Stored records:
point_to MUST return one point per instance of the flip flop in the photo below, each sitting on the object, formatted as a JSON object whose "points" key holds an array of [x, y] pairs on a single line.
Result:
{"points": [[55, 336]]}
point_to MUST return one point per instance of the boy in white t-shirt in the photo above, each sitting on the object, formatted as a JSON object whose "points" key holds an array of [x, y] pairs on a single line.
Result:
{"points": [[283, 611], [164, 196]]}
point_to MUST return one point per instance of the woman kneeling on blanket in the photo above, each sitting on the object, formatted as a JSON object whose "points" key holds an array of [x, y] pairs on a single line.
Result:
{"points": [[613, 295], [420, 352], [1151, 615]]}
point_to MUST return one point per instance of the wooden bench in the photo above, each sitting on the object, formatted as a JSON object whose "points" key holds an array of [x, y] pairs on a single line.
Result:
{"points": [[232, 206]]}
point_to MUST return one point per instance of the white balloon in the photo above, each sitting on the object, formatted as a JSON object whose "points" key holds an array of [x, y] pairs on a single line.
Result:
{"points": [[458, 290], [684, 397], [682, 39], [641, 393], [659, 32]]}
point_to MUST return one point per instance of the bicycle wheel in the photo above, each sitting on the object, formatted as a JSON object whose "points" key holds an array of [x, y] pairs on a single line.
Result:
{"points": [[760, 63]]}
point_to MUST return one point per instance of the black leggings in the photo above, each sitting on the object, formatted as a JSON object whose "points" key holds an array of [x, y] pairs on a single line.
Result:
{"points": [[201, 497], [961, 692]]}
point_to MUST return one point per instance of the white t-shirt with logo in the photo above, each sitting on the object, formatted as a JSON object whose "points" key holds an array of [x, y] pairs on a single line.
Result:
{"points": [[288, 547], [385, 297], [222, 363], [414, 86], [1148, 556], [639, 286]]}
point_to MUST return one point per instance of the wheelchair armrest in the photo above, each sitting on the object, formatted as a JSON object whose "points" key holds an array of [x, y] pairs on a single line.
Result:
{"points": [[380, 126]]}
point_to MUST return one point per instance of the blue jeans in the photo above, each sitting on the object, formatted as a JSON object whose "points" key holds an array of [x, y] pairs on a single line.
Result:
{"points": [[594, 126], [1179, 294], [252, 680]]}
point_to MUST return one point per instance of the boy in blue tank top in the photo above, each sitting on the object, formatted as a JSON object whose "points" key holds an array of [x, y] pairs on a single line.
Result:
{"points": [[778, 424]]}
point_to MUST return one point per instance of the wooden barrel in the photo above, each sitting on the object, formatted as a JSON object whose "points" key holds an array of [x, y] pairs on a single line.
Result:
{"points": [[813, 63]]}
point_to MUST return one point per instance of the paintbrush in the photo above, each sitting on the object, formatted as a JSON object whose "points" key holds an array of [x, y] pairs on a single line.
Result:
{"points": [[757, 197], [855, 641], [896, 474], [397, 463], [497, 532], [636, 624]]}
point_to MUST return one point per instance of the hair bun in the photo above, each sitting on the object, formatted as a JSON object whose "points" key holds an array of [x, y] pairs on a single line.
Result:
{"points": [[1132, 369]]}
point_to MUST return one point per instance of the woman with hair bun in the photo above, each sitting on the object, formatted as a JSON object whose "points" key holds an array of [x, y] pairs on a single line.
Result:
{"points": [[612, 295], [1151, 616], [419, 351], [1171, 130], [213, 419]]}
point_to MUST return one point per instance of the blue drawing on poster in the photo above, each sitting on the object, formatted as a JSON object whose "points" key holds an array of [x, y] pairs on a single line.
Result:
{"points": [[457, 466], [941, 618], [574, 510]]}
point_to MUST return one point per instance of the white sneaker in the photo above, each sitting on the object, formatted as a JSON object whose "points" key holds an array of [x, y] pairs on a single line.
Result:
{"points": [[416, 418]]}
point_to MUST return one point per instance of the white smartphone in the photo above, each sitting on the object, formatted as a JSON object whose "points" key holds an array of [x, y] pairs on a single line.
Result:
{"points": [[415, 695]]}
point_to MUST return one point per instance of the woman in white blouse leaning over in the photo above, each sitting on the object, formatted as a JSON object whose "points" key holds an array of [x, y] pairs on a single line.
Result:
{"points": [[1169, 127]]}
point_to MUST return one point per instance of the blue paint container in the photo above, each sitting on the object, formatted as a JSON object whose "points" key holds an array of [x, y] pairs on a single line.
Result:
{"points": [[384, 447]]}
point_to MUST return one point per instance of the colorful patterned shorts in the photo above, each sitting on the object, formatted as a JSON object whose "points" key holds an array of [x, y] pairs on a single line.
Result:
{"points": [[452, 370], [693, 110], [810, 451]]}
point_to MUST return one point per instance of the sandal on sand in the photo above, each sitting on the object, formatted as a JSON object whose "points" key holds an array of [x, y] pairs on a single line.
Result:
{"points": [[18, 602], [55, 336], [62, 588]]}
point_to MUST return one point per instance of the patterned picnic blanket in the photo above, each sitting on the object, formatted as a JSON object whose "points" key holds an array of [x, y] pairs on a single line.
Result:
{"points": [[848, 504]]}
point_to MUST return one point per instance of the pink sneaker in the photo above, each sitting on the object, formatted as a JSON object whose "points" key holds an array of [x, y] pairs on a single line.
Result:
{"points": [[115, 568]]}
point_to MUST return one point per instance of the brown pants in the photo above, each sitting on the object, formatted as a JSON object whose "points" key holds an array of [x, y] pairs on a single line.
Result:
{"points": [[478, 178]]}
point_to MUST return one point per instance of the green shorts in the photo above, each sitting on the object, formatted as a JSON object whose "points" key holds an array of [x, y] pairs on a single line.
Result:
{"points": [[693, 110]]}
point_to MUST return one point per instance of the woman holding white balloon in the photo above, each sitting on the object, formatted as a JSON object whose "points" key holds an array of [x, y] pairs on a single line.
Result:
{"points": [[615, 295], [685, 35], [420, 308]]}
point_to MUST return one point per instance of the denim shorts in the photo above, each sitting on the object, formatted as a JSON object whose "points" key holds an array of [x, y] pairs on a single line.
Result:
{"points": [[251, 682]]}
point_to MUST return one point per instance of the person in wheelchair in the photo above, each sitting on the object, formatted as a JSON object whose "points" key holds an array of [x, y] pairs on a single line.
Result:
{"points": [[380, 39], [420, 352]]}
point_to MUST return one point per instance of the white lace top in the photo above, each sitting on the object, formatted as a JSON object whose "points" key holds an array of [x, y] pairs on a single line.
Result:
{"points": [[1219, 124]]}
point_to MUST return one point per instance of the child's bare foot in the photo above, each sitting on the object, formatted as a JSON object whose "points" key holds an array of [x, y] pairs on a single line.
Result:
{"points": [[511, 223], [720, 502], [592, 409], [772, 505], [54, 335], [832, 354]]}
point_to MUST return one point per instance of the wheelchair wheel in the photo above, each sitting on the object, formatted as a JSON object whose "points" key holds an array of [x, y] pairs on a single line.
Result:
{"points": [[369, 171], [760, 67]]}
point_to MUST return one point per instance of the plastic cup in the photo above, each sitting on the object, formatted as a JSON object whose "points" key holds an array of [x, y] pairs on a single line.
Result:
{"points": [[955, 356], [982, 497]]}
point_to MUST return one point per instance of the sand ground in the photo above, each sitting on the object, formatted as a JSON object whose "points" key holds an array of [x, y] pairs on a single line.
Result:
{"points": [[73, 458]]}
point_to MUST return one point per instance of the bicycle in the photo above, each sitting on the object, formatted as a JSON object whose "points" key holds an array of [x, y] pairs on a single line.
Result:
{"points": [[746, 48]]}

Exercise aim:
Each line must be given again exactly as written above.

Exercise answer:
point_to MUST return one point per instance of the flip flop in the photo below, each sitting on the object, formatted as a JSON object whose "points" key holds an array of [x, y] pairs on a single line.
Result:
{"points": [[55, 336]]}
point_to MUST return one point per instance of the boy in white t-shirt in the photo above, each sitting on the object, formatted as a JSON object whose "points" key holds an array of [x, y] pairs on a single line.
Result:
{"points": [[283, 611], [164, 196]]}
point_to MUST return one point per instance of the woman kneeling on blanket in the photo above, each sitting on the object, formatted as a JSON object whose "points" key holds an array of [x, y] pairs on a single line.
Result:
{"points": [[613, 295], [420, 352], [1151, 615]]}
point_to MUST return one point per instance of the wooden bench in the photo above, each sitting on the object, formatted as a JSON object whose "points" key holds an array of [x, y] pairs on a single line.
Result:
{"points": [[232, 206]]}
point_to MUST return one point per instance of the white balloon in the photo above, each sitting on the object, formatted as a JSON object whose "points" key holds an array of [x, y] pairs on a single line.
Result:
{"points": [[458, 290], [684, 397], [682, 39], [641, 393], [659, 32]]}
point_to MUST return one point per instance of the bicycle wheel in the photo above, each sitting on the object, formatted as a JSON object whose "points" key holds an array of [x, y] pairs on a single line.
Result:
{"points": [[760, 63]]}
point_to MUST return one point per instance of the black leggings in the photo above, each sitting on the object, formatted as a JSON object whose "points" key holds an array of [x, y] pairs on a single line.
Result:
{"points": [[201, 497], [961, 692]]}
point_to MUST return one point per instance of the white t-shirt with logo in the photo above, each sitting on the object, formatted as a JSON object whose "points" key holds an array of [x, y] pairs on a single line.
Result:
{"points": [[288, 547], [385, 297], [222, 363], [414, 86], [1148, 556], [639, 286]]}
point_to MUST return one point per instance of the wheelchair armrest in the photo above, each sitting on the object, formatted as a JSON object whose "points" key holds an array of [x, y] pairs on a single line.
Result:
{"points": [[380, 126]]}
point_to MUST return one point per instance of the blue jeans in the photo above, each sitting on the object, formatted as a JSON object whose "points" key holds an array of [x, y] pairs on a single line.
Result:
{"points": [[594, 126], [1179, 294], [252, 680]]}
point_to MUST return one point per instance of the boy in blue tank top in the photo above, each sitting on the object, formatted as a JSON object whose "points" key holds an array of [x, y] pairs on a single line.
Result:
{"points": [[778, 424]]}
point_to MUST return one point per instance of the wooden barrel in the photo above, each sitting on the object, formatted as a JSON object whose "points" key holds an array of [x, y] pairs on a single line.
Result:
{"points": [[813, 63]]}
point_to MUST return one point per instance of the paintbrush in the photo above, each sitting on the object, formatted as a JSON object whose "points" key holds an array of [x, y] pairs on a single line.
Result:
{"points": [[757, 197], [855, 641], [896, 474], [397, 463], [497, 532], [636, 624]]}
point_to MUST return one point per instance of the hair bun in the photo above, each sitting on the object, formatted as a JSON object whose "points" key holds an array of [x, y] pairs on a single line.
Result:
{"points": [[1132, 369]]}
point_to MUST return one point per instance of the woman with hair bun in the photo above, each sitting on the object, formatted as a JSON object whose "points" key holds an array of [x, y] pairs on a single line.
Result:
{"points": [[612, 295], [1151, 616], [419, 351], [1171, 130], [213, 419]]}
point_to MUST return one point per instance of the blue drawing on poster in the photo above, each sitting on the object, formatted as a JSON object whose "points" key holds an array of [x, y] pairs on a single line.
Result:
{"points": [[457, 466], [941, 618], [574, 510]]}
point_to MUST return one point per instance of the white sneaker in the photo above, each sitting on the object, formatted as a JSON object whose "points" key holds an array of [x, y] pairs on a single line.
Result:
{"points": [[416, 418]]}
point_to MUST return one point per instance of the white smartphone in the photo above, each sitting on the object, formatted as a JSON object whose "points" key holds an array of [x, y] pairs on a single line.
Result:
{"points": [[415, 695]]}
point_to MUST return one point per instance of the woman in white blouse leaning over in the photo above, each sitting on the object, formatted as a JSON object whose "points" key holds an array of [x, y] pairs on a single line.
Result:
{"points": [[1169, 127]]}
point_to MUST return one point per instance of the blue paint container in the photo above, each sitting on the object, formatted as a JSON object whose "points" key holds an array of [x, y] pairs on a single line.
Result:
{"points": [[384, 447]]}
point_to MUST return one point per instance of the colorful patterned shorts in the photo above, each sitting on the object, formatted as a JSON object whose "points" key holds an array of [x, y] pairs on a single line.
Result:
{"points": [[452, 370], [693, 110], [810, 451]]}
point_to MUST return one point per instance of the sandal on sand in the photo above, each sitting on the object, formatted as a JSON object whose "points" key holds an array of [x, y] pairs on a single line.
Result:
{"points": [[18, 602], [55, 336], [62, 588]]}
point_to MUST return one point per instance of the patterned picnic blanket in the photo above, each sitting on the object, formatted as a JSON object whose "points" key holds an array of [x, y] pairs on a single line.
Result:
{"points": [[848, 504]]}
point_to MUST return one point per instance of the pink sneaker in the photo above, each sitting on the object, formatted as a JSON object whose "points" key holds an array of [x, y] pairs on a single line.
Result:
{"points": [[115, 568]]}
point_to MUST return one point per instance of the brown pants in the photo above, each sitting on the object, formatted as a JSON object whose "points" key holds an array of [x, y] pairs on a single line.
Result:
{"points": [[478, 178]]}
point_to MUST return one point per instance of the green shorts in the photo above, each sitting on the object, formatted as a JSON object whose "points" key holds an array of [x, y] pairs on a single line.
Result:
{"points": [[693, 110]]}
point_to MUST return one point per instance of the woman holding white balloon in the photo above, each sitting on the object, formatted as a JSON object whose "points" key holds an array of [x, y] pairs on a single line.
Result:
{"points": [[615, 295], [685, 35], [420, 308]]}
point_to MUST return one point per instance of the denim shorts in the photo above, each sitting on the object, formatted as a JSON object whose "points" key holds an array of [x, y] pairs on a single line.
Result:
{"points": [[251, 682]]}
point_to MUST return one point per instance of the person in wheelchair in the photo above, each sitting on the object, formatted as a JSON object whose "points" key holds an array of [x, y] pairs on a single line.
Result:
{"points": [[380, 39], [420, 352]]}
point_to MUST return one point per instance of the white lace top in the photo above, each sitting on the object, formatted as a JSON object whose "points" key holds an array of [x, y] pairs on a single line.
Result:
{"points": [[1219, 124]]}
point_to MUST return one point per instance of the child's bare foot in the photo above, each sitting on the object, formatted as a JSON object whose "points" key holds an array of [x, y] pairs on a single line.
Result:
{"points": [[511, 223], [720, 502], [592, 409], [772, 505], [54, 335], [832, 354]]}
point_to MUST return one point per instance of the wheelchair wheel in the photo above, each sitting on the object, formatted as a JSON object whose "points" key holds an array of [x, y] pairs on a single line.
Result:
{"points": [[369, 171], [760, 67]]}
point_to MUST return one point per instance of the plastic cup in the photo above, each sitting on the object, formatted as a JSON object whose "points" key holds an array of [x, y] pairs on a single line.
Result:
{"points": [[955, 356], [982, 497]]}
point_to MUST return one point per instance of the sand ground in the photo above, each sitting on the object, formatted as a JSON object whose "points" key holds an array of [x, y] pairs on a single line.
Result:
{"points": [[73, 458]]}
point_to MUST return one point per instance of the bicycle in the photo above, each sitting on the object, formatted as a JSON object whose "points" key holds an array of [x, y] pairs on a single line.
Result:
{"points": [[746, 48]]}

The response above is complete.